◆ DIRECTIONS FOR THIS TASK
Write the records out exactly, so that no picture remains in the copy.

◆ DATA EXTRACTS
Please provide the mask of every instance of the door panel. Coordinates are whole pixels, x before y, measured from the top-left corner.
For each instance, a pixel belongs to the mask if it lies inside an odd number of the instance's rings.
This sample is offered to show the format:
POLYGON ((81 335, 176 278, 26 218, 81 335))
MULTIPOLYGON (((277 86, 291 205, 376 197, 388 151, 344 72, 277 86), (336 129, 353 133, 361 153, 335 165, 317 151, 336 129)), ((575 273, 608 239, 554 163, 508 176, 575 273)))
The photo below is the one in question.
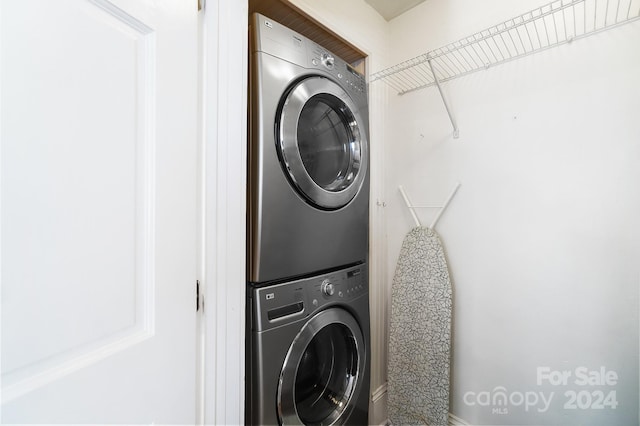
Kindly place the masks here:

◆ RESPONSE TO THE TASK
Please provide the mask of every instance of the door panel. Coordinates are whole pixels, x before y, measured from the top-left corner.
For each instance, a pixel belongs to the mask if it lies inside an odd number of the instance's rings.
This sample is offered to show the format:
POLYGON ((81 335, 176 278, 26 218, 81 335))
MULTIPOLYGON (((277 86, 291 205, 376 197, 388 151, 344 72, 277 86), (336 129, 353 133, 361 153, 335 165, 317 151, 336 129)), ((575 273, 608 239, 554 163, 508 176, 575 273)))
The photo below is the one in question.
Kindly place the masks here:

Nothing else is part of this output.